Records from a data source
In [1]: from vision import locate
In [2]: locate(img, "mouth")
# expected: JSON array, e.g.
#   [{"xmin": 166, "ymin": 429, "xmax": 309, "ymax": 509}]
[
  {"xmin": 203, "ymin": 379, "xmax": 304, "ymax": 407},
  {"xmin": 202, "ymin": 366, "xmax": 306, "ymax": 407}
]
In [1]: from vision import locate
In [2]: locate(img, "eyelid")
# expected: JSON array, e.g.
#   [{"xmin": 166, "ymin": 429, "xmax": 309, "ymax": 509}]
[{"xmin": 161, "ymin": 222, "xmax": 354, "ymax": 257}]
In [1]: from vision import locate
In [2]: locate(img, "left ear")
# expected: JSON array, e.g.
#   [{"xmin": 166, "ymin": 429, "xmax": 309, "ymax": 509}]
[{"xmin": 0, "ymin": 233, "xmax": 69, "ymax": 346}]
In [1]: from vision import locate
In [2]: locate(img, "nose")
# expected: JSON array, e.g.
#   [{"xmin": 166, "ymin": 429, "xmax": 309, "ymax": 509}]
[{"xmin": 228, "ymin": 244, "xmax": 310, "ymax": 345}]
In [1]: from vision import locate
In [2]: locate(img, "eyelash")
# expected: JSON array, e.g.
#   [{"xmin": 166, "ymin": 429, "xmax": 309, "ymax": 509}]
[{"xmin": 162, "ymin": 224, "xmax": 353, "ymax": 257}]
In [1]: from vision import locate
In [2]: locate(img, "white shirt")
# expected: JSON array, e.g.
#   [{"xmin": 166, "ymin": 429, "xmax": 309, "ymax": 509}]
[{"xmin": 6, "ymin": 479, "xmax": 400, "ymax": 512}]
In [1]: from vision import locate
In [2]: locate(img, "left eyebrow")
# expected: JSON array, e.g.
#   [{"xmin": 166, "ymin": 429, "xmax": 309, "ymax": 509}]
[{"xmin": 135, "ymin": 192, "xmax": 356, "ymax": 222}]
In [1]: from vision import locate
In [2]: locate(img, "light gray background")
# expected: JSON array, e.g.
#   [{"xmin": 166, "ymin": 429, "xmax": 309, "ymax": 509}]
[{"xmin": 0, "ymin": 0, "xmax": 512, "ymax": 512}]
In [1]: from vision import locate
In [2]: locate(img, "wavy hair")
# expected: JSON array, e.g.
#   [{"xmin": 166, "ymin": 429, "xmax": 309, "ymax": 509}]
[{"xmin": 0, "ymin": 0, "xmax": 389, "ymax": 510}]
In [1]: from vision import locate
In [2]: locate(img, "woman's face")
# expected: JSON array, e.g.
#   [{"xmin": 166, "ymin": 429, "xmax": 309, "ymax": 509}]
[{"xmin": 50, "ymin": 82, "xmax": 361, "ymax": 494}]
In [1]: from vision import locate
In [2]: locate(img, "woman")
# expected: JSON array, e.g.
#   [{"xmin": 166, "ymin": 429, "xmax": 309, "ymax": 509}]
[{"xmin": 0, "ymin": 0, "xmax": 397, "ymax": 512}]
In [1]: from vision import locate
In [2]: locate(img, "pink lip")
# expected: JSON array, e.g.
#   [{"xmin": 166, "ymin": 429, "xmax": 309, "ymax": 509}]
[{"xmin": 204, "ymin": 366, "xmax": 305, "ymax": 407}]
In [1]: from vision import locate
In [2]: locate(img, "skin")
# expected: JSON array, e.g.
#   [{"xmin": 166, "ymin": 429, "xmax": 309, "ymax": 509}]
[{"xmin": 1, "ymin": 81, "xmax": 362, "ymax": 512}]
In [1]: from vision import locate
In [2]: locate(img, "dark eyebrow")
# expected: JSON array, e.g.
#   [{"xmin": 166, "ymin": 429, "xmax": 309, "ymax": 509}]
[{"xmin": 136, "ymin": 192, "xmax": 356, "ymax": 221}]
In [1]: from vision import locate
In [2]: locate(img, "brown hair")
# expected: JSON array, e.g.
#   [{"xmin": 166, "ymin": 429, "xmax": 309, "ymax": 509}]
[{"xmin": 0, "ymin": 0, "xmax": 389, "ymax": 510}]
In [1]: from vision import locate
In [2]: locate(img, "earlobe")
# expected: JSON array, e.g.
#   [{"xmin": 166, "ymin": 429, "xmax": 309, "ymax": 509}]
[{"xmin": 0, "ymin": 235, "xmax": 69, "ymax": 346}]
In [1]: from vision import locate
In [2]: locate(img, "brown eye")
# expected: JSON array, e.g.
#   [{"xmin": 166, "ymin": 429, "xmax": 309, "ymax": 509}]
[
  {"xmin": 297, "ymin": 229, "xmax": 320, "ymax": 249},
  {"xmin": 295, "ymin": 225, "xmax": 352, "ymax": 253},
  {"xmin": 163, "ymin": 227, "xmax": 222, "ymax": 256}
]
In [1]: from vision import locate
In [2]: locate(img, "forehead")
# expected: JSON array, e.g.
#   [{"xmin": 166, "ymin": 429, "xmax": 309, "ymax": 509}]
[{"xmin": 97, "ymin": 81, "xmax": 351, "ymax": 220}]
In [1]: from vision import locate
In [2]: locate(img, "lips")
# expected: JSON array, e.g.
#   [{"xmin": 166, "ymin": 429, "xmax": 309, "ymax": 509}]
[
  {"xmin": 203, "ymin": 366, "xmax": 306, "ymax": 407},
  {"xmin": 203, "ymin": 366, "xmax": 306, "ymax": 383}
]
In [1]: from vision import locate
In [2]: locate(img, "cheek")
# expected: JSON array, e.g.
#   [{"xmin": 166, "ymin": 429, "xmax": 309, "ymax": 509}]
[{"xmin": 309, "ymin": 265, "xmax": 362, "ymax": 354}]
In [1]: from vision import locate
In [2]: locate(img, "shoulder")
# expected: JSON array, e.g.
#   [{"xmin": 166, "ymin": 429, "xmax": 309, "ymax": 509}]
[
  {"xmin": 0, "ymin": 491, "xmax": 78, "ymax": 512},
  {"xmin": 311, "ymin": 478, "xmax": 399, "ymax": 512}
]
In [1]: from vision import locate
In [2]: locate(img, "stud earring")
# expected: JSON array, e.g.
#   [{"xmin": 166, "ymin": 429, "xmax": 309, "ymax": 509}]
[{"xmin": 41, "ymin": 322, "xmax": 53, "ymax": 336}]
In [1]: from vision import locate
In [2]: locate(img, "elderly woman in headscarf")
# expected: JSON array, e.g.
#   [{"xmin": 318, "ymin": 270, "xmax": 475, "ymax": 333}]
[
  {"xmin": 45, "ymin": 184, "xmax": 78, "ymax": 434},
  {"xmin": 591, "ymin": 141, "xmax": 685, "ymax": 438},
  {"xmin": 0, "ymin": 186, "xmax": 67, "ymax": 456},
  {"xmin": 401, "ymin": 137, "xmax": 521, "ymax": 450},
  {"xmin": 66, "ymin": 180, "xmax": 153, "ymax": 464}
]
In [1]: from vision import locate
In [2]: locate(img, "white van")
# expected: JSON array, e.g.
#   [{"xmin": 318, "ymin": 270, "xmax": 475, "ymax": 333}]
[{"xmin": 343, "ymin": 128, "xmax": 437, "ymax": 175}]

Instructions for the task:
Report every line of the items above that contains the string "left", copying each such line in full.

Answer:
In [2]: locate(img, "left ear")
In [2]: locate(img, "left eyebrow")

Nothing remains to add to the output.